TASK TO CARRY OUT:
In the listing below, which lines contain the string "cutting"? Copy them all.
PROVIDED RECORDS Block Start
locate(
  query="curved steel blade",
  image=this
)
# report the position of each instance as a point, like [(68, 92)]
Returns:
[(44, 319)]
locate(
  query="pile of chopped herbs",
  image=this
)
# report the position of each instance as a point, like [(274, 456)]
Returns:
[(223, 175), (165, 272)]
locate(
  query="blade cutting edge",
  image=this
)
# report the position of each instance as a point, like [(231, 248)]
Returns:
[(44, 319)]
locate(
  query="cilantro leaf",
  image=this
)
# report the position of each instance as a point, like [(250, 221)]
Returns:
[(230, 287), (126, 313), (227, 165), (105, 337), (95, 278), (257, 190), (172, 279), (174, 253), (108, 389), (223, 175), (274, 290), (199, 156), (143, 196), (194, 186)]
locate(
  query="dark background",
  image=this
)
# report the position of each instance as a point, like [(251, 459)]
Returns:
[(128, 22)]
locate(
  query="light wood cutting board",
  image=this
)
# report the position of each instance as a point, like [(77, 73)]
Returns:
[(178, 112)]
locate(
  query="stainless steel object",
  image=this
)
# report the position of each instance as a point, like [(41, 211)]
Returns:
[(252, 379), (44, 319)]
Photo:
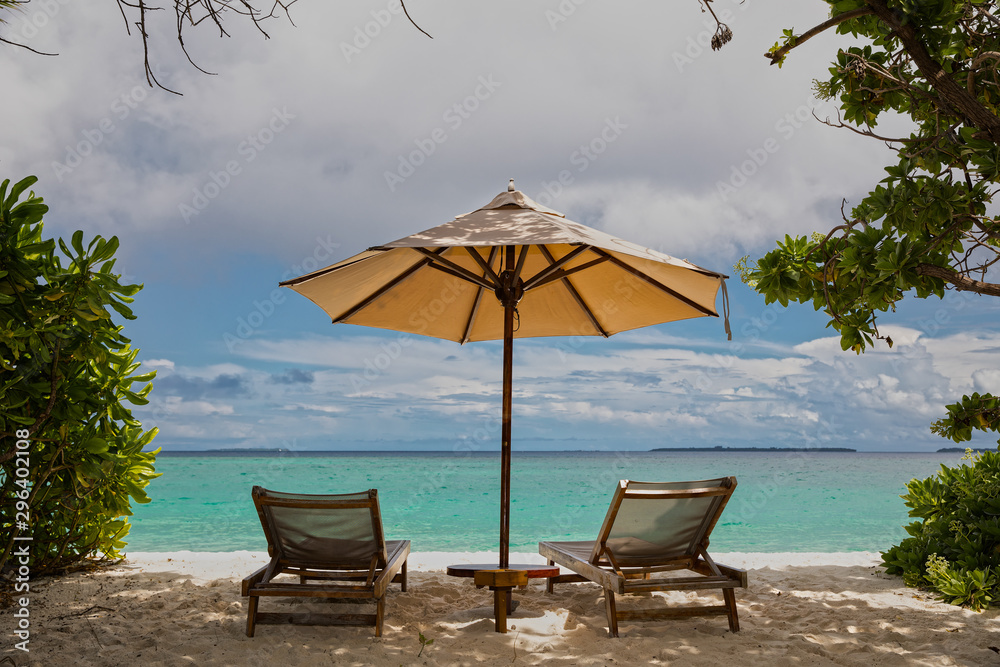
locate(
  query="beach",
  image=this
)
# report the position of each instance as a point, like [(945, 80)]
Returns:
[(184, 608)]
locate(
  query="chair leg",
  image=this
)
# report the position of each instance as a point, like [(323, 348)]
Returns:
[(379, 613), (609, 603), (252, 615), (729, 595)]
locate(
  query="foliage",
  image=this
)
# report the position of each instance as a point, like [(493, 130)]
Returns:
[(927, 225), (66, 374), (955, 548)]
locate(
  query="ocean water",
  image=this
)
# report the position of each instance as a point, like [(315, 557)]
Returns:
[(443, 501)]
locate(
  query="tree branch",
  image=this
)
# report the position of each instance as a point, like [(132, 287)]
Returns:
[(953, 94), (777, 56), (960, 282)]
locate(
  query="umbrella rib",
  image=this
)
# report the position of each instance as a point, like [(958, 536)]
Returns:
[(479, 299), (439, 262), (483, 264), (545, 273), (576, 295), (655, 283), (385, 288), (564, 273)]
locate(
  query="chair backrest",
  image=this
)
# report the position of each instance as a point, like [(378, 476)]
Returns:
[(651, 523), (341, 531)]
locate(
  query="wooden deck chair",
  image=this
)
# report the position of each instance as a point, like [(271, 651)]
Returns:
[(651, 529), (334, 540)]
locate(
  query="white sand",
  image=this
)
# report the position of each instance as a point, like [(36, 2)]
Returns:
[(800, 609)]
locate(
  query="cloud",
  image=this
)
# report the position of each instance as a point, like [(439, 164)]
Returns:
[(293, 376)]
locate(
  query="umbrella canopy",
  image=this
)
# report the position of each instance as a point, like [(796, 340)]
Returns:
[(512, 260)]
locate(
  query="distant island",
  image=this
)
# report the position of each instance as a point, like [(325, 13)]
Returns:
[(960, 450), (754, 449)]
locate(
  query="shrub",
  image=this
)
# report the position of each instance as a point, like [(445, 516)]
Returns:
[(954, 549), (71, 458)]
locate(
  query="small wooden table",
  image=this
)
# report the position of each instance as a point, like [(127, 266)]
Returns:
[(502, 582)]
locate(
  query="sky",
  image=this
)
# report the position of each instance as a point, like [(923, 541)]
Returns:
[(351, 128)]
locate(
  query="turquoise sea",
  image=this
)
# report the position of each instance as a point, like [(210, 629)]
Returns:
[(444, 501)]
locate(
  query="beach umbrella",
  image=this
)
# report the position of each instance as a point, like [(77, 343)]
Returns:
[(511, 269)]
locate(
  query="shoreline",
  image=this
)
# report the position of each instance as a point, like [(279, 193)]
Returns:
[(164, 609)]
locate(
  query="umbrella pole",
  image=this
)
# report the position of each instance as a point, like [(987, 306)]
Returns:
[(508, 368)]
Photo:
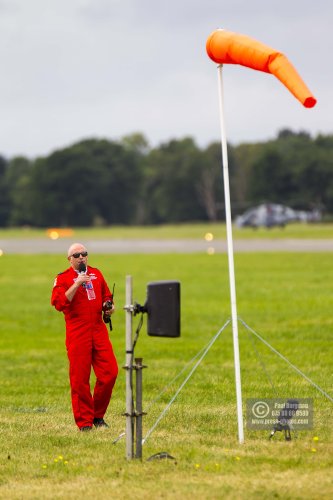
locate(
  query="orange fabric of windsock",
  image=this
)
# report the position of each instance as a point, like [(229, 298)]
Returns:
[(226, 47)]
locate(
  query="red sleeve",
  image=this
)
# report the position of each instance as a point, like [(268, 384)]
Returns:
[(58, 297), (106, 294)]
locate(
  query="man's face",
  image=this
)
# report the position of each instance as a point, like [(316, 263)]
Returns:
[(77, 255)]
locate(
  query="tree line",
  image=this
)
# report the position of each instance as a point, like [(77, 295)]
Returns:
[(105, 182)]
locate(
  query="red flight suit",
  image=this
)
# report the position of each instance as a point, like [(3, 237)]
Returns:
[(87, 343)]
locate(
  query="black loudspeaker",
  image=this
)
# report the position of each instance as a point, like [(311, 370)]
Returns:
[(163, 308)]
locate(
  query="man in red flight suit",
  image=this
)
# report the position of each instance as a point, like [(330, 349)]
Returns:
[(82, 297)]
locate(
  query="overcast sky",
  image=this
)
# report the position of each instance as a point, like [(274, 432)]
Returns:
[(76, 69)]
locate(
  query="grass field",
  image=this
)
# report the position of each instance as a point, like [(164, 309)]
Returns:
[(286, 298)]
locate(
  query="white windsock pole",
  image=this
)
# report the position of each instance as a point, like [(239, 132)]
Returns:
[(234, 319)]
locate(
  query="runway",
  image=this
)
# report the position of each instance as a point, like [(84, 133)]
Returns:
[(132, 246)]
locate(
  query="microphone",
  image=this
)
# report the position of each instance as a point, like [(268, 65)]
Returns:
[(82, 267)]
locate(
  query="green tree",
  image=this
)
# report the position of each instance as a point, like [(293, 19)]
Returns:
[(172, 174)]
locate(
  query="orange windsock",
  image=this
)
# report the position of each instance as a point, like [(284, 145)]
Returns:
[(225, 47)]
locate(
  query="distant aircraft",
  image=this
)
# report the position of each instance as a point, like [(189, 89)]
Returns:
[(271, 214)]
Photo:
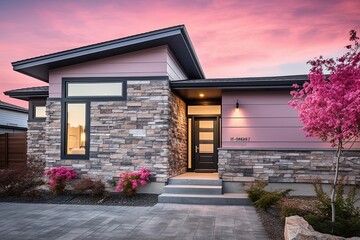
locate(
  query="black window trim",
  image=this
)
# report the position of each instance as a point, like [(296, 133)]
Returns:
[(32, 105), (64, 129), (66, 81)]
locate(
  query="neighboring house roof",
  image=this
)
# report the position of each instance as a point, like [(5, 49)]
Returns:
[(175, 37), (12, 107), (189, 89), (27, 93)]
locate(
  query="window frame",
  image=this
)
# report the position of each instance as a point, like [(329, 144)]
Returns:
[(64, 142), (87, 100), (66, 82), (32, 105)]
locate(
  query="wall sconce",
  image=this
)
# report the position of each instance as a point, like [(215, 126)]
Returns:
[(237, 106)]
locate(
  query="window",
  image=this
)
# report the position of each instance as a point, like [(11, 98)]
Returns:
[(75, 128), (102, 89), (78, 93), (37, 110)]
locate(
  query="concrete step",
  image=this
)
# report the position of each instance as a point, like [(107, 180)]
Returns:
[(202, 182), (193, 189), (225, 199)]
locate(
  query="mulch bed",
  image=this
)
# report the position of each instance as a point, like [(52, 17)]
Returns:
[(113, 199), (271, 219)]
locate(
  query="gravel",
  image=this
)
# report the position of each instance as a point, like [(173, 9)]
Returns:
[(113, 199), (272, 223)]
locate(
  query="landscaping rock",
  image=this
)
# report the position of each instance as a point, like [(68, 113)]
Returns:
[(297, 228)]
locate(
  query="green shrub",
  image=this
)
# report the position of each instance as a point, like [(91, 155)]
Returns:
[(88, 186), (347, 222), (22, 180), (264, 199), (268, 200), (256, 190)]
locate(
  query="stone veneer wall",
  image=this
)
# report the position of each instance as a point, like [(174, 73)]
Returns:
[(36, 141), (127, 135), (293, 166), (177, 136)]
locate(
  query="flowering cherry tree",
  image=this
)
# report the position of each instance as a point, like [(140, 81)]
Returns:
[(329, 104)]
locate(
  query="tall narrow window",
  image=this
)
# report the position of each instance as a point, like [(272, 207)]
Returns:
[(76, 139)]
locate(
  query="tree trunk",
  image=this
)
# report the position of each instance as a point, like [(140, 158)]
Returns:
[(338, 156)]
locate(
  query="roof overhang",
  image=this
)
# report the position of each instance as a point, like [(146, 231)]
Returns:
[(176, 38), (212, 89), (29, 93)]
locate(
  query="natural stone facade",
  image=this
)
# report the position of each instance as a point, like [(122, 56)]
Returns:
[(295, 166), (128, 135), (177, 136), (36, 141), (149, 129)]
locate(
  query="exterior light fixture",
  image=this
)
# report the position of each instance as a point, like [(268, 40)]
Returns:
[(237, 106)]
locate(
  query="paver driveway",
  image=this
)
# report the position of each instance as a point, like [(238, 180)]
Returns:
[(162, 221)]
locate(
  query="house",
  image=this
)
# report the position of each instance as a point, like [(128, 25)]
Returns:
[(13, 119), (144, 101)]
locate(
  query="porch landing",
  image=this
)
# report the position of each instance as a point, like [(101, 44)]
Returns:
[(193, 175), (200, 188)]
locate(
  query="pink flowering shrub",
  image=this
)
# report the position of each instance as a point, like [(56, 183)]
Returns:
[(58, 178), (129, 182)]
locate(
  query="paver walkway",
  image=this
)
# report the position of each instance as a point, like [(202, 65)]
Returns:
[(162, 221)]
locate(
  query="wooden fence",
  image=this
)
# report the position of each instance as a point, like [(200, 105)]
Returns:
[(12, 150)]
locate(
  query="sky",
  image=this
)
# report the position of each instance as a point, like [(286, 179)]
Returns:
[(232, 38)]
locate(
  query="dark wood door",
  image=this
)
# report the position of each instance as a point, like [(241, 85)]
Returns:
[(206, 142)]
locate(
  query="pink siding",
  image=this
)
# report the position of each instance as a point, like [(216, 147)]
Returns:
[(150, 62), (265, 118), (174, 69)]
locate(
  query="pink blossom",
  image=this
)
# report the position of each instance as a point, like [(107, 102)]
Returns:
[(329, 105)]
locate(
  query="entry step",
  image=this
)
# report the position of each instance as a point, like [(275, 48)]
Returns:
[(224, 199), (201, 182), (193, 189)]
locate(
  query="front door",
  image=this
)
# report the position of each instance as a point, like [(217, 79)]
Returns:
[(206, 142)]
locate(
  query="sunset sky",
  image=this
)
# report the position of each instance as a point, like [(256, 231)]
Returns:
[(232, 38)]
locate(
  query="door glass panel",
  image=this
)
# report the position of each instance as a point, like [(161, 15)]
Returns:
[(204, 110), (189, 143), (206, 136), (206, 124), (206, 148)]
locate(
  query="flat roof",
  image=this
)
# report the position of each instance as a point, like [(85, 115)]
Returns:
[(175, 37), (12, 107), (29, 93)]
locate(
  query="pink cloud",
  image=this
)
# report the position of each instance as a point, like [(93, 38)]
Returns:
[(231, 38)]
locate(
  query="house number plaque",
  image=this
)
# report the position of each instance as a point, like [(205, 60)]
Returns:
[(240, 139)]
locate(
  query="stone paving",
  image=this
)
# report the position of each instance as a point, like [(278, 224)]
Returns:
[(162, 221)]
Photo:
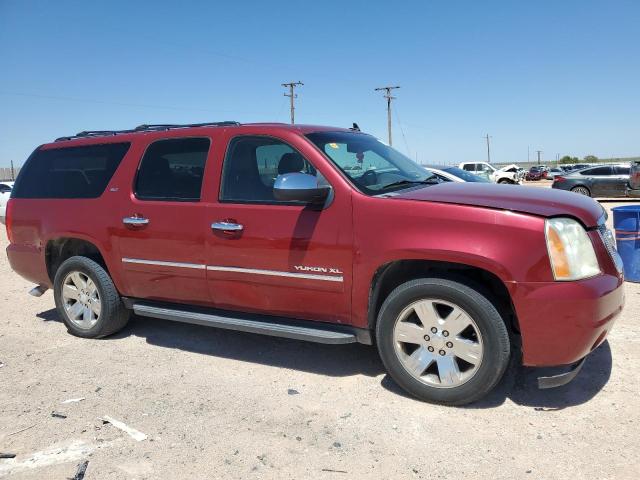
PROVIDED RECORDS Block End
FINISHED TASK:
  query="blade cutting edge",
  query="light wood cutting board",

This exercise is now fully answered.